Problem -
Convert the stretch of items from the very first one through the line containing "[208,116,423,191]" into a Markdown table. Give it two columns, Row and Entry, number each row, and leave out any blank lines.

____

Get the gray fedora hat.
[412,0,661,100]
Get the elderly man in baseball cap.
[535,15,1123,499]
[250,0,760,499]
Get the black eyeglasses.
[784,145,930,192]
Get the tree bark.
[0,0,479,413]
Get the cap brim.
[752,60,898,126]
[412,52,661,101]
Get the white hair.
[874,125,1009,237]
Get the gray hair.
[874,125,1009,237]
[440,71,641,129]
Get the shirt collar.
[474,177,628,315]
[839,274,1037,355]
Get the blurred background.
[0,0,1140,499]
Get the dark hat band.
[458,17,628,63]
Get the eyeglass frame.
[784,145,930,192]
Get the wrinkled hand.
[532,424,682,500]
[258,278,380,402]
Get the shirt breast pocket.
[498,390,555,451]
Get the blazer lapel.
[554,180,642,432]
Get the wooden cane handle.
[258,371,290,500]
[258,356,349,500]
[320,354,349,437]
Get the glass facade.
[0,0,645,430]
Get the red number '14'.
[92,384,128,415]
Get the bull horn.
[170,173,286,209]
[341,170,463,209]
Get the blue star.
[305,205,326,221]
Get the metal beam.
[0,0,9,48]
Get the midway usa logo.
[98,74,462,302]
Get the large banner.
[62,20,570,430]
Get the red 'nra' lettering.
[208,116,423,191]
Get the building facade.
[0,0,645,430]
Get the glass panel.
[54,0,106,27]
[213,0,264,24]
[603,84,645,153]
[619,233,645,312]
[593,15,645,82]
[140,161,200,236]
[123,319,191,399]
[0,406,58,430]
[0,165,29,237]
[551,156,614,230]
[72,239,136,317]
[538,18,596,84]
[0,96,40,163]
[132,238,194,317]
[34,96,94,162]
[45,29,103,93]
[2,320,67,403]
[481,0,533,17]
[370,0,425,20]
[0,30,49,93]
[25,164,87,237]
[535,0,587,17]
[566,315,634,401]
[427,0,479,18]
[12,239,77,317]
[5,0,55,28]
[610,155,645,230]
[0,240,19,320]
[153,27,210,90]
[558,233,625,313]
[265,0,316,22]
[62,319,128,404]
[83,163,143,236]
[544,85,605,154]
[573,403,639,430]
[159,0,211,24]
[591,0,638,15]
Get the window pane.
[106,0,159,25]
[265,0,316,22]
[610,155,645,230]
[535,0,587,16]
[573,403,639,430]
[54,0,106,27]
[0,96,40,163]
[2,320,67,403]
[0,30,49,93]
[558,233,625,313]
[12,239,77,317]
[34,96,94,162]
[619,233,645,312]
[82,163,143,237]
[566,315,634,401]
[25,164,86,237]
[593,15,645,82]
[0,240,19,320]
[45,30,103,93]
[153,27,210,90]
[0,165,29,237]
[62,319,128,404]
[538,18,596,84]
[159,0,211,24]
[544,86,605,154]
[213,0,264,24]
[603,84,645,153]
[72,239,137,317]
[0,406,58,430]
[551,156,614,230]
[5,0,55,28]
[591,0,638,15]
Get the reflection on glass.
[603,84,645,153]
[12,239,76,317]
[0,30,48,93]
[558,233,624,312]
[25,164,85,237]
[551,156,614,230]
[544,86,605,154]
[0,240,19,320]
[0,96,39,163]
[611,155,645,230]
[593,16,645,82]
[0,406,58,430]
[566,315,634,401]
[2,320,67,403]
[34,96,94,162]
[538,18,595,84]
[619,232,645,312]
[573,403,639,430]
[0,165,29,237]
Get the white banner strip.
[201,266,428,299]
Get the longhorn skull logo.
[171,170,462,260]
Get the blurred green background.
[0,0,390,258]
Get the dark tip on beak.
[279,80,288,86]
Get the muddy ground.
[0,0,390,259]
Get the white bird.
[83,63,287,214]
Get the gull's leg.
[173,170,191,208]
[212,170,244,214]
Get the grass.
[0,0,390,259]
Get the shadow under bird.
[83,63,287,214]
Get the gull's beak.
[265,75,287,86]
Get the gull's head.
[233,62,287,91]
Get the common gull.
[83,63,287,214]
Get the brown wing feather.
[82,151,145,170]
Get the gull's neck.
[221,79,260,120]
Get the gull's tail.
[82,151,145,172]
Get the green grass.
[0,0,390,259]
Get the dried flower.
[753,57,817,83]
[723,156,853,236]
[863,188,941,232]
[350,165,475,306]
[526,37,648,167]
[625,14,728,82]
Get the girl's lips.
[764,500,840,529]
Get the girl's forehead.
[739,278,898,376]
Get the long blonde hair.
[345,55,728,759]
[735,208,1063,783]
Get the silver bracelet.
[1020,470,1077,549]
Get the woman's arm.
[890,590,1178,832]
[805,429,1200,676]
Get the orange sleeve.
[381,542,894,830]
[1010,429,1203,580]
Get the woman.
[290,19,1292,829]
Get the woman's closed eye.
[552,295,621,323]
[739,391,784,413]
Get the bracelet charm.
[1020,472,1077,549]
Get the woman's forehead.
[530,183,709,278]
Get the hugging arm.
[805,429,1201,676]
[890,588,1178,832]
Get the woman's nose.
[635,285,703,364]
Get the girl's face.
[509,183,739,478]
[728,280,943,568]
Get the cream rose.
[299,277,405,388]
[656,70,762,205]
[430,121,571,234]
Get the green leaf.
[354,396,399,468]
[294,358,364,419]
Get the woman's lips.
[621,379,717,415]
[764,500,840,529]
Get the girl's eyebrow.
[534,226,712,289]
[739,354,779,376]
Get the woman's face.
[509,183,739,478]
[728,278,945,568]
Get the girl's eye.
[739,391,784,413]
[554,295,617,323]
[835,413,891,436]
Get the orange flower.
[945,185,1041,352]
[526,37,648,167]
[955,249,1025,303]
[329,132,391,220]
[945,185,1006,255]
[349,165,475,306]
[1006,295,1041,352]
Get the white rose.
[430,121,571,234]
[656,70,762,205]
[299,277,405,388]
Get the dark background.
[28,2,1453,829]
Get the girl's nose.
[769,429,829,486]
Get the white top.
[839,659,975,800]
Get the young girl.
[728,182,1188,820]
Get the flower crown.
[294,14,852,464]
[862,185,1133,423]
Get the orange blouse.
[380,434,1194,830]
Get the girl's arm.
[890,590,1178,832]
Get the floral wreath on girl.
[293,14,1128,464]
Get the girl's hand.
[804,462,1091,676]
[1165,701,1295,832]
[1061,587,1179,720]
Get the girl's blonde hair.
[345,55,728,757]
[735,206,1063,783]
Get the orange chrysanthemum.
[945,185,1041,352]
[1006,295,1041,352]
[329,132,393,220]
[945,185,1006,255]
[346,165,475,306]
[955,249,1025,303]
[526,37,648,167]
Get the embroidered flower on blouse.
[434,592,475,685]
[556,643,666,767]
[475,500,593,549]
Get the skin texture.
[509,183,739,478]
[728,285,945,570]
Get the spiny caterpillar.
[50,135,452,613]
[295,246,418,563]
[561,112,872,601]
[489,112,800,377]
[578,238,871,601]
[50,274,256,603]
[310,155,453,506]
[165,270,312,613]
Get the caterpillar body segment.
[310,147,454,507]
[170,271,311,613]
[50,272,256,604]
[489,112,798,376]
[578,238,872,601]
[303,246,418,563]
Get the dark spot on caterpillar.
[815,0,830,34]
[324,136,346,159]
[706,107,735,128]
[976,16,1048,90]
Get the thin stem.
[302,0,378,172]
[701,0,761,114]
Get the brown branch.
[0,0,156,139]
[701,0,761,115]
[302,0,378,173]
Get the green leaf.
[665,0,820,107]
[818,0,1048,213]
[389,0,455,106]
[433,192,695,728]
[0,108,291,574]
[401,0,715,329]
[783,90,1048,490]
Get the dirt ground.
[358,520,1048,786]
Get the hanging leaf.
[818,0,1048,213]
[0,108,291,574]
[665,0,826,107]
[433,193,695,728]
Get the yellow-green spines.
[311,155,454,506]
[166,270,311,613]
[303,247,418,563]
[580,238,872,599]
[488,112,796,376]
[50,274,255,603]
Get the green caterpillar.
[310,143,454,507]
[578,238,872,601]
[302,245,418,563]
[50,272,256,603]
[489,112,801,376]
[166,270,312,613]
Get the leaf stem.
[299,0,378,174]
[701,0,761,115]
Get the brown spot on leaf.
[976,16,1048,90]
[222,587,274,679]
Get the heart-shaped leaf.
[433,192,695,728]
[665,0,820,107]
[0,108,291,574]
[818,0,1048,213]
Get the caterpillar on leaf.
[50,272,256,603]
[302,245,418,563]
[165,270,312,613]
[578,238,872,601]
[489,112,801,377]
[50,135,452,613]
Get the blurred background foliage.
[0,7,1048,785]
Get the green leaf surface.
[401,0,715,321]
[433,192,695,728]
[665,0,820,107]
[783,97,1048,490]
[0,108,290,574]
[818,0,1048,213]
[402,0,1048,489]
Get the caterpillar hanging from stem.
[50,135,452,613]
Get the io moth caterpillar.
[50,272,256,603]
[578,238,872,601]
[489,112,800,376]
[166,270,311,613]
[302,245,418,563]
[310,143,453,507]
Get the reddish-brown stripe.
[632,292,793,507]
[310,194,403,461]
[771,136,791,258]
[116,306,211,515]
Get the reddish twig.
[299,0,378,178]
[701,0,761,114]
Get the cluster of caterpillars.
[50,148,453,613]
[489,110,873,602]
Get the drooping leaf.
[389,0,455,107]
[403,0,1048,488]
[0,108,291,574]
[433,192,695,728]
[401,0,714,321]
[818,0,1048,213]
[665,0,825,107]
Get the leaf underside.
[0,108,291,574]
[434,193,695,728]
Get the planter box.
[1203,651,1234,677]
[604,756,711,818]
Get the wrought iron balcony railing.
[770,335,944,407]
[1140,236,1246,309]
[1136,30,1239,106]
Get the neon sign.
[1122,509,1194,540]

____

Result -
| Row | Entry |
|---|---|
| 1 | Get the gray fedora hat. |
| 2 | [412,0,661,100] |
| 3 | Get the elderly man in baseball cap. |
| 4 | [535,15,1123,499] |
| 5 | [250,0,760,499] |
| 6 | Get the black eyeglasses. |
| 7 | [784,145,930,192] |
| 8 | Get the tree bark. |
| 9 | [0,0,479,413] |
| 10 | Get the cap brim. |
| 11 | [752,60,898,126] |
| 12 | [412,52,661,101] |
| 13 | Get the white hair. |
| 14 | [874,125,1009,237] |
| 15 | Get the gray hair. |
| 16 | [874,125,1009,237] |
| 17 | [440,71,641,129] |
| 18 | Get the shirt collar. |
| 19 | [474,177,628,315] |
| 20 | [839,274,1037,355] |
| 21 | Get the blurred background. |
| 22 | [0,0,1140,499] |
| 23 | Get the dark hat band. |
| 24 | [458,17,628,63] |
| 25 | Get the eyeglass frame. |
| 26 | [784,145,930,192] |
| 27 | Get the wrinkled hand. |
| 28 | [532,424,682,500] |
| 29 | [258,278,380,402] |
| 30 | Get the shirt breast pocket. |
| 31 | [498,390,555,451] |
| 32 | Get the blazer lapel. |
| 33 | [554,180,642,432] |
| 34 | Get the wooden cane handle. |
| 35 | [258,371,290,500] |
| 36 | [258,356,349,500] |
| 37 | [320,354,349,437] |
| 38 | Get the glass facade. |
| 39 | [0,0,645,430] |
| 40 | Get the red number '14'. |
| 41 | [92,384,128,415] |
| 42 | Get the bull horn. |
| 43 | [170,173,286,209] |
| 44 | [341,170,463,209] |
| 45 | Get the blue star. |
| 46 | [305,205,326,221] |
| 47 | Get the metal beam. |
| 48 | [0,0,9,48] |
| 49 | Get the midway usa logo. |
| 50 | [98,74,462,302] |
| 51 | Get the large banner. |
| 52 | [62,20,570,430] |
| 53 | Get the red 'nra' lettering. |
| 54 | [208,116,423,191] |